**Your goal:** Copy exactly, and only, the lines from the line containing "of the sky?" through the last line of the records below, both included.

+++

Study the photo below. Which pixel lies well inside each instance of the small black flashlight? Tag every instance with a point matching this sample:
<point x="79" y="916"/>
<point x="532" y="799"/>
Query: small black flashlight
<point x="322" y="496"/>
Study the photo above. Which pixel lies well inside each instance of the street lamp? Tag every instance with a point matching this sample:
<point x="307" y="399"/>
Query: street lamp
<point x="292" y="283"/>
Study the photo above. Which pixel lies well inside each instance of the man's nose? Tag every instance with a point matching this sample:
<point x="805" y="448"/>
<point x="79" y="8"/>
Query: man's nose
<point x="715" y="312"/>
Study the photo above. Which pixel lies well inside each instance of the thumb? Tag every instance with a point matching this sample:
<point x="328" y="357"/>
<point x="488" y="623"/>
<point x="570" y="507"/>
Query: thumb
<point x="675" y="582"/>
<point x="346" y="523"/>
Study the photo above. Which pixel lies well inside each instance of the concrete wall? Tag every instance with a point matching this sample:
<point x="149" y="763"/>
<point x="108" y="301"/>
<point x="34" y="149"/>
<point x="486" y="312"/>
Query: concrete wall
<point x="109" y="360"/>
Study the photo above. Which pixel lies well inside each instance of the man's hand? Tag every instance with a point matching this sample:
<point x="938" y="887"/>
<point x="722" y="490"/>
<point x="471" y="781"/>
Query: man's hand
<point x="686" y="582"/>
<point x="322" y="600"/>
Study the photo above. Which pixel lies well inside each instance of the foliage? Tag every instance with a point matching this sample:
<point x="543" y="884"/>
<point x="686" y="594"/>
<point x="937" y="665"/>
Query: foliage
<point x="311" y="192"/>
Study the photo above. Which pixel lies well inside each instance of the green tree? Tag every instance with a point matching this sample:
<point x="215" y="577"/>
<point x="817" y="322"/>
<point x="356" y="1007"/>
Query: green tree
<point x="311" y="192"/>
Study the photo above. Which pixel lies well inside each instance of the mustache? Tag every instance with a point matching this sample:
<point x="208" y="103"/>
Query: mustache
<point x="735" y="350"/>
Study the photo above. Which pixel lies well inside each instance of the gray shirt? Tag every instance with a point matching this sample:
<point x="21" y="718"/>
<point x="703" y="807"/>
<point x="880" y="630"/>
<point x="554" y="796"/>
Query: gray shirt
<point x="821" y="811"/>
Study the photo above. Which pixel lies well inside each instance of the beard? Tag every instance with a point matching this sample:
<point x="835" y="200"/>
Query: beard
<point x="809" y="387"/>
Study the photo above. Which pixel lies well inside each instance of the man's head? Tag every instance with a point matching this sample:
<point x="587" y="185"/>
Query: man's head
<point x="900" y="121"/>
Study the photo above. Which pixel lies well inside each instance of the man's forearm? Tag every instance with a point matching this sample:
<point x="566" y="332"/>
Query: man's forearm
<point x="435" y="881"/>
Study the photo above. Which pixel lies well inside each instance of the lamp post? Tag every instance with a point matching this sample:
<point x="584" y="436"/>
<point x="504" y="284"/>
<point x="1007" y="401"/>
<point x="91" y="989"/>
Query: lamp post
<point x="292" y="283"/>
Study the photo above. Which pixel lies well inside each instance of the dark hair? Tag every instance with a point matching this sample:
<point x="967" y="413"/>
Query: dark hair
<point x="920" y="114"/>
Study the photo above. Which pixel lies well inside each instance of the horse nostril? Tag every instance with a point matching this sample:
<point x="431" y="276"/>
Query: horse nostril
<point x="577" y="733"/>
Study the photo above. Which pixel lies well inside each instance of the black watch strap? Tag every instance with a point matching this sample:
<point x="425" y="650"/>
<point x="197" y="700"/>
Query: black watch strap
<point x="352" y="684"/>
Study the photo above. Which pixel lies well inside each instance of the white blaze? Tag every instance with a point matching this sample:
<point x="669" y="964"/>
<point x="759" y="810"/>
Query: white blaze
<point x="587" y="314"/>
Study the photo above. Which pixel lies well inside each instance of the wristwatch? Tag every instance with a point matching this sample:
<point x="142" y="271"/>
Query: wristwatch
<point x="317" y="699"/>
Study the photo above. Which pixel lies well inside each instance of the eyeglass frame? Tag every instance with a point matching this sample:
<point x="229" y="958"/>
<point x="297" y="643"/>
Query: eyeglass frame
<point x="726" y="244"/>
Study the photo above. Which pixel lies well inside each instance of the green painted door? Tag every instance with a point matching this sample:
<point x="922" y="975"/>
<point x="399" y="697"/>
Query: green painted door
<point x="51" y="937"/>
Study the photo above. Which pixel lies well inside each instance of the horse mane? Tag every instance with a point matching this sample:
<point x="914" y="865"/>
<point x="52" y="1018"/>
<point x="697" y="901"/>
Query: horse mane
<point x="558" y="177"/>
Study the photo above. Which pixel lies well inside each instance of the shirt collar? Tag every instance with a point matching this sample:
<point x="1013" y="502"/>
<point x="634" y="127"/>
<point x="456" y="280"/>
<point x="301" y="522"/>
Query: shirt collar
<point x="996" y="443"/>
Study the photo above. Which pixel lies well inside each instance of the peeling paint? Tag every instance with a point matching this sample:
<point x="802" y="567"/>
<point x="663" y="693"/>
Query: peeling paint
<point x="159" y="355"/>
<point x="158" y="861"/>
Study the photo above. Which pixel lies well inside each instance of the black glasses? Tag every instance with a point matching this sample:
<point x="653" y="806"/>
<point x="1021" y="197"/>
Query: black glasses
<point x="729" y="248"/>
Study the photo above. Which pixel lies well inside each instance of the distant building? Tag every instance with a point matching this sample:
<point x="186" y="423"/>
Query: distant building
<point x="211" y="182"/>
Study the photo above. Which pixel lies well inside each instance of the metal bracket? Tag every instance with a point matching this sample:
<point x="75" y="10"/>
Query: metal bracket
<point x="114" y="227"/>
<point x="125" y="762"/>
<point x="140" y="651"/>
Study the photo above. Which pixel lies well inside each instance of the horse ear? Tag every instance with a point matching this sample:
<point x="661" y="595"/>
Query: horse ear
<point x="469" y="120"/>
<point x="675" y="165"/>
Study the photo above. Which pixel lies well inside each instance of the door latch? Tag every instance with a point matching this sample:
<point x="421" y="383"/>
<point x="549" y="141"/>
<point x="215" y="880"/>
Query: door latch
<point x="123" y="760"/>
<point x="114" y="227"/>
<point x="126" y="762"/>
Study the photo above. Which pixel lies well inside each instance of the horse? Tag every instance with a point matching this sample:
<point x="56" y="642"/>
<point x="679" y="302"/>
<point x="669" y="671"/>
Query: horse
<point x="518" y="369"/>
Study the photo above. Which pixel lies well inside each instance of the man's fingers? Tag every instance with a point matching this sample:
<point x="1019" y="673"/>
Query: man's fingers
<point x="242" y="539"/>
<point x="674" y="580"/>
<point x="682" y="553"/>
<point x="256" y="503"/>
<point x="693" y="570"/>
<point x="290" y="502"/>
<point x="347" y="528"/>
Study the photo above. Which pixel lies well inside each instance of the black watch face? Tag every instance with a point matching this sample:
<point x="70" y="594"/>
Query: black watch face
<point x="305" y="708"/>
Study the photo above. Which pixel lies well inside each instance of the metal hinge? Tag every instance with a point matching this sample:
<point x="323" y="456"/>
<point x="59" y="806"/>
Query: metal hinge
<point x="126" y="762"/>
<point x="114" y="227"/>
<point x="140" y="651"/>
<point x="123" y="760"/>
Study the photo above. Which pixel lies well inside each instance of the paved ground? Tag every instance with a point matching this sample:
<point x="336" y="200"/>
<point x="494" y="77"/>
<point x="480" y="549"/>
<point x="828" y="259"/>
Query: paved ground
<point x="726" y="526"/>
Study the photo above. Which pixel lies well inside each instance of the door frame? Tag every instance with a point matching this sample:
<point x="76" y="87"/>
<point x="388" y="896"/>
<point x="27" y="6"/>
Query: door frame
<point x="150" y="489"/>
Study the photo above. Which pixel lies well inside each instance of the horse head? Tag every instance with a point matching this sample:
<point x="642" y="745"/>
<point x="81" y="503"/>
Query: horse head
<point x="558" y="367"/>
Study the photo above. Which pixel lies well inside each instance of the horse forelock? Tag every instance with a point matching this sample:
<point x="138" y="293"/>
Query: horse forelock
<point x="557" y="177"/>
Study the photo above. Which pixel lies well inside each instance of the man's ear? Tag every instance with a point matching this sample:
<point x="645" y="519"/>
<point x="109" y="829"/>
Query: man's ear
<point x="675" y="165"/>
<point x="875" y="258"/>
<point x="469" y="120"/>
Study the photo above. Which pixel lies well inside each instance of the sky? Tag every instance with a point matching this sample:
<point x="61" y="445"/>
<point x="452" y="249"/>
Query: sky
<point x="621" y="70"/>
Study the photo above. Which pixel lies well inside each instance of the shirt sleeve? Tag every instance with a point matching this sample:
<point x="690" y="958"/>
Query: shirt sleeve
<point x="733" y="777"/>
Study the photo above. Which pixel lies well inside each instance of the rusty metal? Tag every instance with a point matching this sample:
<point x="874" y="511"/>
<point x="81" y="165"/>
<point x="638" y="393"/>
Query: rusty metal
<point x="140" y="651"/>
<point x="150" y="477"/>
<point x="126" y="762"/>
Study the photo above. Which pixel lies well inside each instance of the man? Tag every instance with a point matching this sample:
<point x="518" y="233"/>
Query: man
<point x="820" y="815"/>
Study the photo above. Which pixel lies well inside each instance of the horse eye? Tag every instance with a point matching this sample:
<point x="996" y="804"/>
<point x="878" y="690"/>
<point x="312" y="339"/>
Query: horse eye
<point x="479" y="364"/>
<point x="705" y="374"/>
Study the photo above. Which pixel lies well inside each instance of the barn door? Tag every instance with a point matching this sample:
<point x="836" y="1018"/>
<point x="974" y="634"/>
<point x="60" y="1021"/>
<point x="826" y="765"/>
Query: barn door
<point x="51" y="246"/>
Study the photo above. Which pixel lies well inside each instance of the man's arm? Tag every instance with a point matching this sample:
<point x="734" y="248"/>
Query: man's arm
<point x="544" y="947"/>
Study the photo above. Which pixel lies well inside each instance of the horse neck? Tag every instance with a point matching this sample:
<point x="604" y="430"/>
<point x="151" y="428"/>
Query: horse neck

+++

**The result:**
Study the photo above. Which pixel lies well inside each instance of the sky? Tag every instance with a point matching this sample:
<point x="61" y="445"/>
<point x="452" y="249"/>
Query: sky
<point x="621" y="70"/>
Study the photo above. Which pixel lies well inside each instance of the shirt sleeve? Tag every instance with a point matching this sample:
<point x="690" y="958"/>
Query: shirt sleeve
<point x="733" y="777"/>
Study the photo above. Which pixel lies well inside each instance of the rusty metal? Tag every instance with a point matching this sample:
<point x="874" y="511"/>
<point x="81" y="165"/>
<point x="638" y="393"/>
Query: rusty metal
<point x="140" y="651"/>
<point x="150" y="477"/>
<point x="126" y="762"/>
Study the photo above. Which pixel lies well inside each instance of the man? Tag every instance with a point matching this sample:
<point x="518" y="233"/>
Query: man
<point x="820" y="815"/>
Study the photo above. Which pixel lies well inside each instance of the horse eye? Tag every instance with a point matching this sample:
<point x="996" y="804"/>
<point x="878" y="690"/>
<point x="312" y="339"/>
Query: horse eye
<point x="479" y="364"/>
<point x="705" y="374"/>
Study the photo above. Which pixel lies well inside each instance of the barn door? Tag every instance with a point matching this sample:
<point x="836" y="1018"/>
<point x="974" y="634"/>
<point x="60" y="1021"/>
<point x="826" y="765"/>
Query: barn door
<point x="51" y="246"/>
Study the photo above. Which pixel lies well inside each instance of the man's arm? Tag every instance with a point matching this sample:
<point x="734" y="248"/>
Query: man's arm
<point x="544" y="947"/>
Study the photo above. Which pixel lies well inside each instance of the horse neck? Tag every instance with a point matching this sample:
<point x="604" y="430"/>
<point x="151" y="428"/>
Query: horse neck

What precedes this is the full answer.